Input material –
================
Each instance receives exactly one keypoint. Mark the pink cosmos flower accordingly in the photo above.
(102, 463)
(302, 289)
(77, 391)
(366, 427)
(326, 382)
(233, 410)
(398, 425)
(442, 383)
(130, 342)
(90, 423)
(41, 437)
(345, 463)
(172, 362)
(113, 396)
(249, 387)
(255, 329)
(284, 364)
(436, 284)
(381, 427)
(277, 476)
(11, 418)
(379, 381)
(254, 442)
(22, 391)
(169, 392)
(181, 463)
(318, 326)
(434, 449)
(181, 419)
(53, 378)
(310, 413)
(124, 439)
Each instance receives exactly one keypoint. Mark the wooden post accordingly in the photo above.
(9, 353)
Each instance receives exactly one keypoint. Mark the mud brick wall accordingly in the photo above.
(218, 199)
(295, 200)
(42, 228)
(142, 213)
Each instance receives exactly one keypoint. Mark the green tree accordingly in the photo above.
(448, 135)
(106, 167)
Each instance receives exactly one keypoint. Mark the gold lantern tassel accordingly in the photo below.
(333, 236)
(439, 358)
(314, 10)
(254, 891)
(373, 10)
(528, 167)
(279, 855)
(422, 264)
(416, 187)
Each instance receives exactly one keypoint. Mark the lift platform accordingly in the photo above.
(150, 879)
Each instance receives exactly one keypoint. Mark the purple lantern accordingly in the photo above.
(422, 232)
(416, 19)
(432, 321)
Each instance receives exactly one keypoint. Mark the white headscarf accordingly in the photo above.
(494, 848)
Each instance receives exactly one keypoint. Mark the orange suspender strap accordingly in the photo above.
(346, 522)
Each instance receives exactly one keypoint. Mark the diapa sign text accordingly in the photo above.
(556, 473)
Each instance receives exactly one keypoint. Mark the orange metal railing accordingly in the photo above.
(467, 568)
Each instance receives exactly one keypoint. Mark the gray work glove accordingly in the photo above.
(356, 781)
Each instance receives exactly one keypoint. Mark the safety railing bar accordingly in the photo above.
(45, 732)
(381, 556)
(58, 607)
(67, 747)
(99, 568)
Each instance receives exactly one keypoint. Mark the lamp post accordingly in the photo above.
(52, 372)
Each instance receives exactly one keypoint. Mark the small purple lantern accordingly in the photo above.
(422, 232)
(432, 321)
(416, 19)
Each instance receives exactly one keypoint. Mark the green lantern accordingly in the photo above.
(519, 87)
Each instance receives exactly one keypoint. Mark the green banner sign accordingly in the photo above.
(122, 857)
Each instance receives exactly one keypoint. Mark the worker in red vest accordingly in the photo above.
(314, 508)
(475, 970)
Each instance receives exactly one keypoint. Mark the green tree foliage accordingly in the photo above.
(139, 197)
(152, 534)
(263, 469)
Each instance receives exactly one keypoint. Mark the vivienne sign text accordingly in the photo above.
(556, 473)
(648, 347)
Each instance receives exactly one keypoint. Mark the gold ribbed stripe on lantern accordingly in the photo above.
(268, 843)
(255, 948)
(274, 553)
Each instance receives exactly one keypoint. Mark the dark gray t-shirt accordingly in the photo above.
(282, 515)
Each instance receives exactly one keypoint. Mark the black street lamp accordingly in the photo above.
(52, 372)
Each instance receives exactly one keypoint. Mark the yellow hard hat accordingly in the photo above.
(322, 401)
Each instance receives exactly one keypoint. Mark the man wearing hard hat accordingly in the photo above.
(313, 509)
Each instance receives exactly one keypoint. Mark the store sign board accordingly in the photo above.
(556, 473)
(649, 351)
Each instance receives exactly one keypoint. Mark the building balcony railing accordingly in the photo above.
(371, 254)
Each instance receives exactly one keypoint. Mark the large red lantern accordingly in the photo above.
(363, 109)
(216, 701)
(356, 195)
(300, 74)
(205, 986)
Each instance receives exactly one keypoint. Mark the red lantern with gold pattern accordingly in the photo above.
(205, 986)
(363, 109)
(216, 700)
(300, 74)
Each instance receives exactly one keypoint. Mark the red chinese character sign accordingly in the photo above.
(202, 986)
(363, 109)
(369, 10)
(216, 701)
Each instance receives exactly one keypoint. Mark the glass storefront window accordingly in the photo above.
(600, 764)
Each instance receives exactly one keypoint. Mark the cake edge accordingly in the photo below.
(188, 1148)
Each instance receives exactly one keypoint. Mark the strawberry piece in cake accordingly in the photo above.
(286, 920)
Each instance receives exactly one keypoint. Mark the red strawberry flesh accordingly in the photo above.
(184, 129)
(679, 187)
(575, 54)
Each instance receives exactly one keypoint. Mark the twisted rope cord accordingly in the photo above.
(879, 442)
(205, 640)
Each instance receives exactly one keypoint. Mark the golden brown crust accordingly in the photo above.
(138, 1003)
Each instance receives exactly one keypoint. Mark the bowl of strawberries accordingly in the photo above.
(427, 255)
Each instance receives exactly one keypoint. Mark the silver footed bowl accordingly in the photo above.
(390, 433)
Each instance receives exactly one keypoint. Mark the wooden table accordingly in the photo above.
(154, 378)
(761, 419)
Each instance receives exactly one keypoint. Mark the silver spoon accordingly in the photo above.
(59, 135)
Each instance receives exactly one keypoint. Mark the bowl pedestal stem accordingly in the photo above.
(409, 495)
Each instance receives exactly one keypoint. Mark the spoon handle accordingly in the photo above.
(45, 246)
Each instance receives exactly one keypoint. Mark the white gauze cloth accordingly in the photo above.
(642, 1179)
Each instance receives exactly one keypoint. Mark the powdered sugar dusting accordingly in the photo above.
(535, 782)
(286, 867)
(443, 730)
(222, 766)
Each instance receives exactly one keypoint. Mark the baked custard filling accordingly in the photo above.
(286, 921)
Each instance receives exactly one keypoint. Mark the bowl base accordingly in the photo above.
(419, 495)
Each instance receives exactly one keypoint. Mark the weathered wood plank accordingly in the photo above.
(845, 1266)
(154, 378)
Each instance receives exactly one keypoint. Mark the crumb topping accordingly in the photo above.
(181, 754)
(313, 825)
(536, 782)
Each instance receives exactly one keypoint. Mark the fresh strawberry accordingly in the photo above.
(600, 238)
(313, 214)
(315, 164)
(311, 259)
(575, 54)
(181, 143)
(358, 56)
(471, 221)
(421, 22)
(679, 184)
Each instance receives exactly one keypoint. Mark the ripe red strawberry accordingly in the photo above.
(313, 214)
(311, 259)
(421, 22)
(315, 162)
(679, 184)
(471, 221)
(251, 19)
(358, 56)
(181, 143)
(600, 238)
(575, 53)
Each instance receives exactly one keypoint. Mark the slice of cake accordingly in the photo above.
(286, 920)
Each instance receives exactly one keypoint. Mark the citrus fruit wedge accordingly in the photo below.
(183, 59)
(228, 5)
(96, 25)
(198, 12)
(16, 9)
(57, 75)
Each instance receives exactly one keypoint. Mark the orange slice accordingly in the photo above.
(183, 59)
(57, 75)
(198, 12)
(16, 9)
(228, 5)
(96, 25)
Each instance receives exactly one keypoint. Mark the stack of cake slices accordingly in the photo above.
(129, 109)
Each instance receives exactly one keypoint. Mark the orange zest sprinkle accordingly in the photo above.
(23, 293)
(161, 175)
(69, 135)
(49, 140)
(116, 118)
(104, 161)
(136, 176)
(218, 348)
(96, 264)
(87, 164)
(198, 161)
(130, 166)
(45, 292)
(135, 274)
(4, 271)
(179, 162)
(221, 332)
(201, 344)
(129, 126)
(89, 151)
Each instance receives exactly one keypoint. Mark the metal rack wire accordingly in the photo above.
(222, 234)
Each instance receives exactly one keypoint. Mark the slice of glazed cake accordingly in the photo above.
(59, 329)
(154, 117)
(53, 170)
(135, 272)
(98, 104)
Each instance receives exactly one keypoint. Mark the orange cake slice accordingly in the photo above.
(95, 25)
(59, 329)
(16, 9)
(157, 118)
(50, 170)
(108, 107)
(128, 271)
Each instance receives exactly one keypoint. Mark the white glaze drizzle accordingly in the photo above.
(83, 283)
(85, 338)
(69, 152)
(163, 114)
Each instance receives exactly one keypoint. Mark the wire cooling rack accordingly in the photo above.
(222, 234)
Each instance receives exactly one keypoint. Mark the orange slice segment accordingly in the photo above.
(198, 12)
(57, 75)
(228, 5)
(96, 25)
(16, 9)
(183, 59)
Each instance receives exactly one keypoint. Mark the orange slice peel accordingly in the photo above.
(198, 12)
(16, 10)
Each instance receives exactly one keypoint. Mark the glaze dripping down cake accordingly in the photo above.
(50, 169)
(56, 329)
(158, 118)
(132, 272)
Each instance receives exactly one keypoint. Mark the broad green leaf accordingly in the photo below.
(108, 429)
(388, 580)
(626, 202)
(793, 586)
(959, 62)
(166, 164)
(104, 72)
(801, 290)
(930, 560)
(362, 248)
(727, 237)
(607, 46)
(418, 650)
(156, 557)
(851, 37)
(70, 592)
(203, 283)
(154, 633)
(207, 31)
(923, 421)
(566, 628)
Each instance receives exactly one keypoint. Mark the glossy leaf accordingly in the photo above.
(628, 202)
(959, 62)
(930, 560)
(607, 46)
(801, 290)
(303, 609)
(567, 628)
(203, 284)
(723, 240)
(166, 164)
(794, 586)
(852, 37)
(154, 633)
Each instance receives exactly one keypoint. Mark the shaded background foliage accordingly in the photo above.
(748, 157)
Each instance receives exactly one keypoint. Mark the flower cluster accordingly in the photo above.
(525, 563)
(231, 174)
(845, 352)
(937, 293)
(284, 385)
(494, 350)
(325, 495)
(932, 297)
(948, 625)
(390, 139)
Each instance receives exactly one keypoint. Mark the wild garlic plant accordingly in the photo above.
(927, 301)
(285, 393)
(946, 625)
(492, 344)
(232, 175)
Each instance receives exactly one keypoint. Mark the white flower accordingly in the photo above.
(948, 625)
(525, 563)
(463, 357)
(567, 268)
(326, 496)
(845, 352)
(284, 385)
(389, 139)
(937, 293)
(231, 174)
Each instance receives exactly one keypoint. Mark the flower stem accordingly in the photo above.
================
Written problem – Repeat the part of the data above that opens with the line containing "Each instance receives exactly one keypoint. Mark the small" and closes with the line containing "(188, 1148)", both lines included, and nothing else.

Final result –
Each instance receives exactly one keypoint. Mark the small purple lantern accordingly in the photo above.
(422, 232)
(432, 321)
(416, 19)
Each instance receives exactly one keypoint. Mark the green lantern accordingly in the photo above.
(519, 87)
Each instance receives exactly one keypoint. Mark the green banner sign accordingly in the photo above.
(122, 857)
Each instance receives exactly one keypoint. Mark the worker in red vest accordingly in the photo above.
(314, 508)
(475, 970)
Each instance receives exactly one keypoint. Mark the green tree foliage accordingly in the photo above.
(139, 197)
(152, 534)
(263, 469)
Each instance receives exactly one keypoint. Mark the vivienne sign text accordingly in the photo above.
(556, 473)
(648, 347)
Each instance receives exactly one keypoint. Mark the gold ribbed stripe on lantern accordingly in the photo above.
(268, 843)
(255, 948)
(274, 553)
Each instance receives exactly one keypoint. Mark the dark gray t-shirt accordingly in the photo above.
(282, 515)
Each instance receives exactly one keypoint. Mark the black street lamp accordingly in the photo above.
(52, 372)
Each instance receives exactly one keypoint. Mark the yellow hard hat accordingly in the photo above.
(322, 401)
Each instance receives exactly one keypoint. Mark the man wearing hard hat accordingly in the photo above.
(313, 509)
Each instance receives exactly one keypoint. Mark the store sign board accordingly in the photo above.
(556, 473)
(649, 351)
Each instance receives exactly one keypoint. Mark the building balcony railing accordingly in the photo above.
(371, 254)
Each instance receives exactly one keypoint. Mark the large red lantern accordingly in the photo above.
(363, 109)
(216, 701)
(356, 195)
(300, 74)
(205, 986)
Each instance receives exactly one keypoint. Mark the red lantern with gold pattern accordingly in the photo above.
(205, 986)
(363, 109)
(216, 700)
(300, 74)
Each instance receives exactly one keypoint. Mark the red chinese character sign accordingly in the photo above.
(202, 986)
(363, 109)
(369, 10)
(216, 701)
Each instance receives exactly one keypoint. Mark the glass storefront window accordingly in the photo above.
(600, 764)
Each instance receives exactly one keypoint. Mark the cake edge accordingly in the photo below.
(188, 1148)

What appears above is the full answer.